Awakening and Insight: Zen Buddhism and Psychotherapy

(Martin Jones) #1

When I wake up I realize who I really am and have always been, yet was somehow
lost in a dream. Within the dream it could not be realized, although I may have had
an intimation. In a sense the original self was not there in the dream (not awakened,
realized, or actualized). And yet the original self is never totally absent. After all, who
is dreaming?
This original self—now awake as the boundless, formless universe—is not some
projected or objectified reality (like what appears in a dream). The original, formless
self can in no way be measured or grasped by the standards of the dream-complex.
Thus the difficulty—in a very real sense impossibility—for the self in the dream to
waken. Only the awakened self truly knows the nature of the dream as dream, and
now truly comes to, and knows, itself, the other, and the world directly and
immediately.

▸ **Source excerpt**:
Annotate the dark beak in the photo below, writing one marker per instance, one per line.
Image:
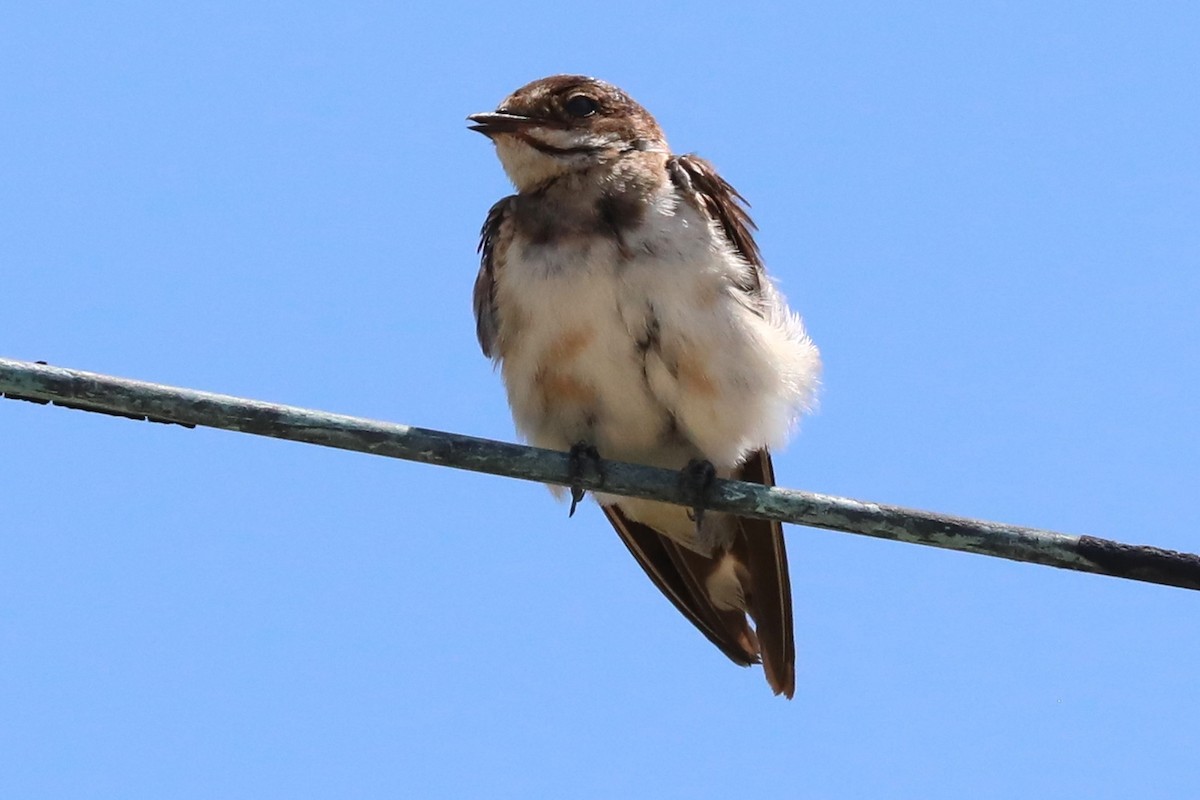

▸ **What to do**: In the passage on Zen awakening and psychotherapy, what alone truly knows the nature of the dream as dream?

▸ **Answer to this task**: Only the awakened self.